**STATED TASK:**
Every record must be repeated exactly, with no omission.

**INFORMATION SUPPLIED:**
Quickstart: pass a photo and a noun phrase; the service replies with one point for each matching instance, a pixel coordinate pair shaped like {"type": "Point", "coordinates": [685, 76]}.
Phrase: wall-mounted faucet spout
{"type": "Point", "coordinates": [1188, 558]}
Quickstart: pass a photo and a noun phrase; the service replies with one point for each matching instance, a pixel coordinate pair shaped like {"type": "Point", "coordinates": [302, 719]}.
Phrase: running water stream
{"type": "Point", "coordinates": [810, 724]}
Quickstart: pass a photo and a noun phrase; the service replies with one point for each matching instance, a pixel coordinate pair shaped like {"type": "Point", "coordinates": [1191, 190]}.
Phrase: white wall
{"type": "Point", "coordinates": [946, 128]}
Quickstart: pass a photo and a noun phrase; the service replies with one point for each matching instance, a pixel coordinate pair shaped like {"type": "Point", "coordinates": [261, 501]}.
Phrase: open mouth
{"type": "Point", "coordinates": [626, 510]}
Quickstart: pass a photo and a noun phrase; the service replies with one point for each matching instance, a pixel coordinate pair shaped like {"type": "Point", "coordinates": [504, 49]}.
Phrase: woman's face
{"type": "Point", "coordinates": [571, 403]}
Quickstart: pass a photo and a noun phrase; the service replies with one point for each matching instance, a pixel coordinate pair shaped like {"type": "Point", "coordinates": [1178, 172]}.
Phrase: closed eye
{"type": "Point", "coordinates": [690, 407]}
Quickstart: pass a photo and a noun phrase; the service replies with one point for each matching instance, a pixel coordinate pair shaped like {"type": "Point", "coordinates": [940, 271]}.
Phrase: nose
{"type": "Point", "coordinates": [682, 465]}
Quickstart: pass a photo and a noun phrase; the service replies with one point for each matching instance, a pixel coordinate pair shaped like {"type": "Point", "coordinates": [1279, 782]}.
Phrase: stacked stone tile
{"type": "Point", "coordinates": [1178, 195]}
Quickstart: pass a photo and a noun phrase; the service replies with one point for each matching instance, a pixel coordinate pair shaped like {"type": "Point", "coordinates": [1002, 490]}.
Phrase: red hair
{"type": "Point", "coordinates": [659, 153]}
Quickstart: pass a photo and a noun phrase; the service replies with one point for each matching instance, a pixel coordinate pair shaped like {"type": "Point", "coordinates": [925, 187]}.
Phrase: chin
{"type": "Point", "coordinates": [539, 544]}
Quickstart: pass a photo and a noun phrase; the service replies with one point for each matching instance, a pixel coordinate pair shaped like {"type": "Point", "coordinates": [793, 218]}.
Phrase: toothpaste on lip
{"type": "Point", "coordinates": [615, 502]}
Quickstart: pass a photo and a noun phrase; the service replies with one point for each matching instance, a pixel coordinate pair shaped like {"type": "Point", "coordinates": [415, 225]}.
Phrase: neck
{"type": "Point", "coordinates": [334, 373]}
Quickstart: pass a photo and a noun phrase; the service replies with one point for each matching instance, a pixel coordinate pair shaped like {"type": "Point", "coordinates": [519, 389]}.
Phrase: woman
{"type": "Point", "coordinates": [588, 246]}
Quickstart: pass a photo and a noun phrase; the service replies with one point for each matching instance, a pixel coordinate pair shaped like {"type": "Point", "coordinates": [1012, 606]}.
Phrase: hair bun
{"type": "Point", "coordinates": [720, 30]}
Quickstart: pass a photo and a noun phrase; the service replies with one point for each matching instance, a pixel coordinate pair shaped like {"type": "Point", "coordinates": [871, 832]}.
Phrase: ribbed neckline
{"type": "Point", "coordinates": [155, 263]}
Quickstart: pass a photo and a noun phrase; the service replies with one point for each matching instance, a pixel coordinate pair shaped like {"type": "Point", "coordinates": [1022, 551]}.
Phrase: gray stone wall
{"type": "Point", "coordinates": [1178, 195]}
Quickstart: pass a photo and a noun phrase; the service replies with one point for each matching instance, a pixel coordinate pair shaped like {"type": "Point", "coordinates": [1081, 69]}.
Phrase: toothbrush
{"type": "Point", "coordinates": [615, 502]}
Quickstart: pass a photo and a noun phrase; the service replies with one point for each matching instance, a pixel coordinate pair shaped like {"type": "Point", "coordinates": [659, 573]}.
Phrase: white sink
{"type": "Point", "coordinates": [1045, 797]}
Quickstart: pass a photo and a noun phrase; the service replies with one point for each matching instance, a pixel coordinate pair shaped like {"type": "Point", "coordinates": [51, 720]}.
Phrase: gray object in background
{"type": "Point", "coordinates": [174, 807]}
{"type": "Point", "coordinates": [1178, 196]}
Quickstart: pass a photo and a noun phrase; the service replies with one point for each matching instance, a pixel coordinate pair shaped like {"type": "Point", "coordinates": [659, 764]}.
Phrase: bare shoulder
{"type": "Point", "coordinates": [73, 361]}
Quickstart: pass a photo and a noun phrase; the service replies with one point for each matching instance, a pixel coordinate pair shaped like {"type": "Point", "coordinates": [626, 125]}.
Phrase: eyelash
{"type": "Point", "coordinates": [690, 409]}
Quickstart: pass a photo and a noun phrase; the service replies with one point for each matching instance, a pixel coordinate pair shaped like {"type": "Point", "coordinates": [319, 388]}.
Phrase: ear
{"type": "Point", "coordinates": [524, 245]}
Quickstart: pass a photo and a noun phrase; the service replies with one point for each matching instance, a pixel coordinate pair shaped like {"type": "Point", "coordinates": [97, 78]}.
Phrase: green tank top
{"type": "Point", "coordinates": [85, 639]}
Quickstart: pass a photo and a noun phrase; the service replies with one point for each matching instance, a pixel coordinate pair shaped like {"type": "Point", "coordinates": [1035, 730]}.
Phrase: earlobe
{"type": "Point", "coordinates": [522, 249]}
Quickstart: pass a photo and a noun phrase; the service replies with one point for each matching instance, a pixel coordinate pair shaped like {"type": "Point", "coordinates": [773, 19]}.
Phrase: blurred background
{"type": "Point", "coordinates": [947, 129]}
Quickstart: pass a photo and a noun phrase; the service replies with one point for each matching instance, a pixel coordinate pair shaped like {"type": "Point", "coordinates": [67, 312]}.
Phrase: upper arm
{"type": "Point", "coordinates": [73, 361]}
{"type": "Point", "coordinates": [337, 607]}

**EXERCISE OUTPUT:**
Quickstart: pass a photo and a noun phrase; the service replies with one point for each matching instance, a pixel coordinate pair shaped like {"type": "Point", "coordinates": [685, 76]}.
Phrase: wall-mounted faucet spout
{"type": "Point", "coordinates": [1188, 558]}
Quickstart: pass a photo and a noun phrase; the service replies with one point for each matching instance, a pixel coordinate pair shaped like {"type": "Point", "coordinates": [302, 719]}.
Phrase: running water stream
{"type": "Point", "coordinates": [810, 724]}
Quickstart: pass a photo and a noun phrase; the service replies with one point for each matching instance, a pixel coordinate pair shaped like {"type": "Point", "coordinates": [1191, 190]}.
Phrase: white wall
{"type": "Point", "coordinates": [946, 128]}
Quickstart: pass a photo and a noun phrase; the service replies with one point for each matching instance, a pixel coordinate pair shaped like {"type": "Point", "coordinates": [261, 501]}.
Phrase: open mouth
{"type": "Point", "coordinates": [626, 510]}
Quickstart: pass a photo and a noun phrase; the service replies with one point for each matching instance, a pixel coordinate pair shaped like {"type": "Point", "coordinates": [504, 49]}.
Phrase: woman's face
{"type": "Point", "coordinates": [571, 403]}
Quickstart: pass a photo and a noun phrase; the service replies with one point for each matching instance, a pixel coordinate pair shaped like {"type": "Point", "coordinates": [1178, 172]}.
Phrase: closed eye
{"type": "Point", "coordinates": [690, 407]}
Quickstart: pass a photo and a noun phrase; the service replies with one point for each matching instance, a pixel coordinate pair shaped like {"type": "Point", "coordinates": [940, 271]}.
Phrase: nose
{"type": "Point", "coordinates": [682, 465]}
Quickstart: pass a photo and a noun phrase; the service replies with one point for each matching instance, a pixel coordinate pair shaped like {"type": "Point", "coordinates": [1279, 782]}.
Phrase: stacked stone tile
{"type": "Point", "coordinates": [1178, 195]}
Quickstart: pass a photo and a noun phrase; the service replies with one point for each matching instance, a pixel coordinate pair shaped like {"type": "Point", "coordinates": [1002, 490]}.
Phrase: red hair
{"type": "Point", "coordinates": [659, 153]}
Quickstart: pass a photo and a noun phrase; the service replies with one point for each matching instance, a pixel coordinate pair shaped like {"type": "Point", "coordinates": [925, 187]}.
Phrase: chin
{"type": "Point", "coordinates": [539, 544]}
Quickstart: pass a photo and a noun phrase; the service replies with one point for each matching instance, a pixel coordinate pair shaped like {"type": "Point", "coordinates": [793, 218]}.
Phrase: toothpaste on lip
{"type": "Point", "coordinates": [615, 502]}
Quickstart: pass a photo and a noun phrase; the service replies with one point for each matching instance, a pixel coordinate pair shaped like {"type": "Point", "coordinates": [415, 225]}.
Phrase: neck
{"type": "Point", "coordinates": [334, 373]}
Quickstart: pass a photo and a noun phrase; the service replies with one point for each matching instance, a pixel coordinate pair shaped like {"type": "Point", "coordinates": [519, 389]}.
Phrase: woman
{"type": "Point", "coordinates": [588, 246]}
Quickstart: pass a photo and a noun phrase; the service replies with one point for each matching instance, a pixel coordinate pair shaped like {"type": "Point", "coordinates": [1012, 606]}.
Phrase: hair bun
{"type": "Point", "coordinates": [720, 30]}
Quickstart: pass a photo and a noun phrase; the service replies with one point for each matching instance, a pixel coordinate pair shaped like {"type": "Point", "coordinates": [871, 832]}.
Phrase: ribbed neckline
{"type": "Point", "coordinates": [155, 263]}
Quickstart: pass a photo and a noun phrase; the service replies with one point for each matching instance, a pixel coordinate pair shaped like {"type": "Point", "coordinates": [1022, 551]}.
Phrase: gray stone wall
{"type": "Point", "coordinates": [1178, 195]}
Quickstart: pass a photo and a noun phrase; the service replies with one point for each matching instance, a pixel coordinate pair shaped like {"type": "Point", "coordinates": [1081, 69]}.
Phrase: toothbrush
{"type": "Point", "coordinates": [615, 502]}
Quickstart: pass a photo and a noun phrase; the service replies with one point for each matching instance, a pixel coordinate pair shaped like {"type": "Point", "coordinates": [659, 573]}.
Phrase: white sink
{"type": "Point", "coordinates": [1045, 797]}
Quickstart: pass a photo and a noun phrase; the service replies with one point for each matching instance, a pixel coordinate pair shaped like {"type": "Point", "coordinates": [51, 720]}.
Phrase: gray object in background
{"type": "Point", "coordinates": [174, 807]}
{"type": "Point", "coordinates": [1178, 196]}
Quickstart: pass a photo and a noun phrase; the service replies with one point for each matching instance, a pixel coordinate pair shaped like {"type": "Point", "coordinates": [659, 764]}.
Phrase: bare shoulder
{"type": "Point", "coordinates": [73, 361]}
Quickstart: pass a photo and a noun phrase; the service replies with one point for each matching instance, a pixel coordinate pair shaped like {"type": "Point", "coordinates": [626, 125]}.
Phrase: eyelash
{"type": "Point", "coordinates": [690, 409]}
Quickstart: pass a photo and a noun phrase; the service replies with one point for each matching instance, a pixel coordinate pair shaped like {"type": "Point", "coordinates": [319, 388]}.
Phrase: ear
{"type": "Point", "coordinates": [524, 245]}
Quickstart: pass a photo and a noun phrase; the service replies with one point for each matching instance, a pixel coordinate pair shaped like {"type": "Point", "coordinates": [97, 78]}.
Phrase: green tank top
{"type": "Point", "coordinates": [85, 639]}
Quickstart: pass a photo and a noun phrase; the service replies with one point for each matching instance, a pixel coordinate pair shaped like {"type": "Point", "coordinates": [1035, 730]}.
Phrase: earlobe
{"type": "Point", "coordinates": [522, 249]}
Quickstart: pass a photo and a noun phrase; the service replies with one point for each matching instance, a pixel coordinate pair shaped like {"type": "Point", "coordinates": [773, 19]}.
Phrase: blurred background
{"type": "Point", "coordinates": [947, 129]}
Quickstart: pass a photo and a noun phrase; the service replies with one point for each matching instance, a pixel coordinate pair shaped like {"type": "Point", "coordinates": [67, 312]}.
Phrase: upper arm
{"type": "Point", "coordinates": [73, 361]}
{"type": "Point", "coordinates": [337, 607]}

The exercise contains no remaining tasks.